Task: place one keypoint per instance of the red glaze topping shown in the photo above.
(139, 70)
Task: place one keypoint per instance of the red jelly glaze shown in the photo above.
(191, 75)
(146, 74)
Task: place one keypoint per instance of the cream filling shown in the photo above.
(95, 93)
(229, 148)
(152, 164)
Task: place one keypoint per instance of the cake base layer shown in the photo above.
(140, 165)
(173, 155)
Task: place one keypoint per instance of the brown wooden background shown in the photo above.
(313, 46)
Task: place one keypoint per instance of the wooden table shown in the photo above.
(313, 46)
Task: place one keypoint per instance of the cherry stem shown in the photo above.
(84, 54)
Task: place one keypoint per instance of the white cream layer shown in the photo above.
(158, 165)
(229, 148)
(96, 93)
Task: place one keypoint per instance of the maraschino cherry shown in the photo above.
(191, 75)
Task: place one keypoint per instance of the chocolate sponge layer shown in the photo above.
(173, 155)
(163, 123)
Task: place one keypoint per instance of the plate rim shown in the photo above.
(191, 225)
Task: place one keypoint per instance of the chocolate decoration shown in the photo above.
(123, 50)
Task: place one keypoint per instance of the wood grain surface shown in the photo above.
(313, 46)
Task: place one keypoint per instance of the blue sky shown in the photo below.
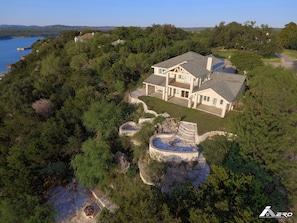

───

Give back exactly the lines from the one with "decoration shown in the photo above." through the end of the records above, inclusive, and omit any pictures.

The completed task:
Task: place one keypoint per instance of the chocolate decoration shown in the photo above.
(123, 50)
Task: place one keypoint per instance of the wood grain surface shown in the photo above.
(313, 46)
Task: place one keypoint per instance of the blue sky shown in the photo below.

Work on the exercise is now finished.